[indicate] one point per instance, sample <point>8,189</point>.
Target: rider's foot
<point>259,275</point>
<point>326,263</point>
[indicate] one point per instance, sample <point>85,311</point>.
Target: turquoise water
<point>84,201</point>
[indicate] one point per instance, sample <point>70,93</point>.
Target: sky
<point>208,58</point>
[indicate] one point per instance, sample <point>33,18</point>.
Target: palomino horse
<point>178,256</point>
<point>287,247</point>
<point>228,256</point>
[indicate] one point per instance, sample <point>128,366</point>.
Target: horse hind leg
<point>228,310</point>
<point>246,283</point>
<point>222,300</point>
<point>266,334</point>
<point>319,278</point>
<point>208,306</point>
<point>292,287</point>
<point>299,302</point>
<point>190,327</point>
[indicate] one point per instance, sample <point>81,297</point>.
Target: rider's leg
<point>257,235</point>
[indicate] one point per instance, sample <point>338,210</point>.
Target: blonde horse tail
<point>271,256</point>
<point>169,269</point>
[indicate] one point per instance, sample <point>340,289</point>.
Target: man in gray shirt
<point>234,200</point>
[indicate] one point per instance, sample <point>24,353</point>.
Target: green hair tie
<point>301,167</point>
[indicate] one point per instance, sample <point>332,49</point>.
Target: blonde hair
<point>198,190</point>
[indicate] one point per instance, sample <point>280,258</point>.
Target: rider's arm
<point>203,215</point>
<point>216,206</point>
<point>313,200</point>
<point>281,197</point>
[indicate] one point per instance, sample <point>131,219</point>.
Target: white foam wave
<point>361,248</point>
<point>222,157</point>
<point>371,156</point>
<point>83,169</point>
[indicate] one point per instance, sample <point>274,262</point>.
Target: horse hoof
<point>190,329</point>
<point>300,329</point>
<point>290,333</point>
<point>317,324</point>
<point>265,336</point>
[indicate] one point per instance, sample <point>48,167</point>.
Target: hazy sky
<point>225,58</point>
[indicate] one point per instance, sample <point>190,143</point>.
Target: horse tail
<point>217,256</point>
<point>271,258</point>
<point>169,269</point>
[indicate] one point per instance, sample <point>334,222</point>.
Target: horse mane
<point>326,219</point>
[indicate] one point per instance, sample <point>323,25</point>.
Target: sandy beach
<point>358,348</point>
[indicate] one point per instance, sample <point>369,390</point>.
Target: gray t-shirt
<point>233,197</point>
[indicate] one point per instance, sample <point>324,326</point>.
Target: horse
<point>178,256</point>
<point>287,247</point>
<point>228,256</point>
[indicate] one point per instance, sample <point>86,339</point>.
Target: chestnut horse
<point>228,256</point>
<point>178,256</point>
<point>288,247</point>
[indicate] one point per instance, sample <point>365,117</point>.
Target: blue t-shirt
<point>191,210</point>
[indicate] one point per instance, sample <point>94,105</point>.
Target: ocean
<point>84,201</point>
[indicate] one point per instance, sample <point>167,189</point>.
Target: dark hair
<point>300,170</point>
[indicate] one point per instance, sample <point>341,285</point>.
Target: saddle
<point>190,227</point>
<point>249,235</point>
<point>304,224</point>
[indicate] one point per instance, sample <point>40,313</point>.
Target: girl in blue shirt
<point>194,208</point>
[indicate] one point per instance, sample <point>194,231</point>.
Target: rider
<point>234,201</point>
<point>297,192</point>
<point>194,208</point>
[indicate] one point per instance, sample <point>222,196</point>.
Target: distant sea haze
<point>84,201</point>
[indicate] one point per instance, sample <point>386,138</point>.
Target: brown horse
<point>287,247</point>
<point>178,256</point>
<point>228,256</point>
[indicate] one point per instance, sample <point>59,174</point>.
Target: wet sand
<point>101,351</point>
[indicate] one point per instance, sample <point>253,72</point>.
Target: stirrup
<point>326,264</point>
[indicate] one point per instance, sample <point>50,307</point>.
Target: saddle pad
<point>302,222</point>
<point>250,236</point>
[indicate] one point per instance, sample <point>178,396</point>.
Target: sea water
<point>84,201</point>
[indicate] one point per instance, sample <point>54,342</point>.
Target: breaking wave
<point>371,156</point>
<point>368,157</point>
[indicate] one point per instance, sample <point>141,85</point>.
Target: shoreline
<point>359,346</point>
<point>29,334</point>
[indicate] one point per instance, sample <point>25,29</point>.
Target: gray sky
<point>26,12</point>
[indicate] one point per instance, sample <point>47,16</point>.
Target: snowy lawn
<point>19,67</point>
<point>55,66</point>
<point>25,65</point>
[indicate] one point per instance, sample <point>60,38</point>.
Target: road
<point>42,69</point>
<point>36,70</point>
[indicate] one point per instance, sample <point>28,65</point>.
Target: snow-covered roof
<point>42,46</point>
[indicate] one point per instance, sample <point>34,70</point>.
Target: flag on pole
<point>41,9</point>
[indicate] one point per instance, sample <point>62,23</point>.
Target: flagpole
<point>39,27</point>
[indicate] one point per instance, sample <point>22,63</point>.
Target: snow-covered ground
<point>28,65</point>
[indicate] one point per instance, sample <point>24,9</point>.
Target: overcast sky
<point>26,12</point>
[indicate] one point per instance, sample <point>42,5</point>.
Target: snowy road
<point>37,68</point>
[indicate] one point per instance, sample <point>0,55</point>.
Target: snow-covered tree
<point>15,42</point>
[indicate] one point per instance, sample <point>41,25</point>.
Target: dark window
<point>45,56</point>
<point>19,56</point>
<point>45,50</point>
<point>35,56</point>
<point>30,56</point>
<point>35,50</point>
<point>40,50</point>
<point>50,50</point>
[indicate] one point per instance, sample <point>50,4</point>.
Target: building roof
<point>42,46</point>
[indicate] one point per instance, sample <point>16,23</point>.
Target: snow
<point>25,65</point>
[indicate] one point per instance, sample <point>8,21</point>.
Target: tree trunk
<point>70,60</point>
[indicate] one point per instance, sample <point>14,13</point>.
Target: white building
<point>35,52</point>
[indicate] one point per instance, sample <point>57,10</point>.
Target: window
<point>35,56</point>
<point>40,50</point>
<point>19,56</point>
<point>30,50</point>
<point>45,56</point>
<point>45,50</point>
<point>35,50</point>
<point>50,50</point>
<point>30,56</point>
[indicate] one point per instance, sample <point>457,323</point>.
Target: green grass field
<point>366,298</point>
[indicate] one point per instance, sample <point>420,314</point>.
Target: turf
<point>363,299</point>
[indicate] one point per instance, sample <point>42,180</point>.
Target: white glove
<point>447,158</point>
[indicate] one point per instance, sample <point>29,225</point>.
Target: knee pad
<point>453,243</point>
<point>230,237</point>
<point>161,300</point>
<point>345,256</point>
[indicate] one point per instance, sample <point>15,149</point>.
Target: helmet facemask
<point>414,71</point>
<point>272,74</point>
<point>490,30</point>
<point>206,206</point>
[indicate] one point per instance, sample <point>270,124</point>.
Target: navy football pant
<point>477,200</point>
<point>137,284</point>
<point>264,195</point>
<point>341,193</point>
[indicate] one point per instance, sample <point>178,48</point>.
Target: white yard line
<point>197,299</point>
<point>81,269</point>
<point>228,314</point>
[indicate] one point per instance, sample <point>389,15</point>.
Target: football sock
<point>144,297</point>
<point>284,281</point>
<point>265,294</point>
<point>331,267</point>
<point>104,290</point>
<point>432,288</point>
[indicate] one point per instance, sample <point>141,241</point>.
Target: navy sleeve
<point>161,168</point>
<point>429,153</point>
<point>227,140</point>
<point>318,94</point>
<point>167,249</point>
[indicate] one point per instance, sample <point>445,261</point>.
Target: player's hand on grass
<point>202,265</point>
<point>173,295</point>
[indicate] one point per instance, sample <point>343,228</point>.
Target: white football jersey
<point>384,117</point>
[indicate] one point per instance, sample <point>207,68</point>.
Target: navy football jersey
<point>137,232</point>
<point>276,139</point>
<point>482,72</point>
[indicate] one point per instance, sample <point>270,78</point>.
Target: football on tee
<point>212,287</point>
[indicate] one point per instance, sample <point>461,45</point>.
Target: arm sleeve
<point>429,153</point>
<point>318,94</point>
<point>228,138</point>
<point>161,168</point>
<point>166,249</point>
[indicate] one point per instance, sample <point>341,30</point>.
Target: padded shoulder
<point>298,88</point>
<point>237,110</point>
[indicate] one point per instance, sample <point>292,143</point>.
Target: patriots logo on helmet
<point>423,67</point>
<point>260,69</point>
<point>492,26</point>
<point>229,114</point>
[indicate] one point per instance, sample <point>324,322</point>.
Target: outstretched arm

* _Task goal_: Write out every line of the material above, from the line containing "[indicate] one point per instance, sample <point>323,25</point>." down to the line containing "<point>368,157</point>", both included. Multiply each answer coordinate by 0.6 and round to a whole number, with halves rounding up, but leave the sample coordinates unchanged.

* _Exercise response_:
[indicate] one point per instance, sample <point>323,25</point>.
Target: sandy beach
<point>215,209</point>
[indicate] one point per instance, sample <point>369,390</point>.
Target: gray t-shirt
<point>140,118</point>
[indicate] one point per instance, sample <point>324,326</point>.
Target: horse
<point>107,154</point>
<point>172,148</point>
<point>137,154</point>
[indicate] one point per instance, sample <point>86,339</point>.
Target: chestnut horse
<point>137,154</point>
<point>107,154</point>
<point>173,148</point>
[indicate] one point per instance, sample <point>365,117</point>.
Target: blue t-shirt
<point>115,126</point>
[indicate] one point per instance, sample <point>94,105</point>.
Target: ocean
<point>50,121</point>
[indicate] one point per instance, sample <point>167,189</point>.
Target: dark hair
<point>180,102</point>
[indicate] one point per instance, sample <point>341,285</point>.
Target: saddle
<point>114,136</point>
<point>149,141</point>
<point>182,134</point>
[indicate] one point per instance, sample <point>40,313</point>.
Target: girl in blue shirt
<point>116,125</point>
[indicate] one point per instance, sample <point>194,231</point>.
Target: rider
<point>140,121</point>
<point>178,115</point>
<point>116,125</point>
[indicate] one point per instance, sample <point>222,196</point>.
Target: distant sea haze
<point>50,121</point>
[indicate] one point per instance, sample <point>386,138</point>.
Target: brown horse
<point>172,148</point>
<point>107,154</point>
<point>137,154</point>
[indicate] one point per instance, sample <point>59,174</point>.
Target: wet sand
<point>61,211</point>
[indicate] one point per instance, sample <point>253,72</point>.
Target: stirrup
<point>196,158</point>
[indicate] one point per instance, sample <point>50,307</point>.
Target: saddle pad
<point>181,133</point>
<point>150,142</point>
[indicate] one point per instance, sample <point>178,396</point>.
Target: sea water
<point>50,121</point>
[indicate] one point per instance, sample <point>54,342</point>.
Target: breaking wave
<point>223,94</point>
<point>221,94</point>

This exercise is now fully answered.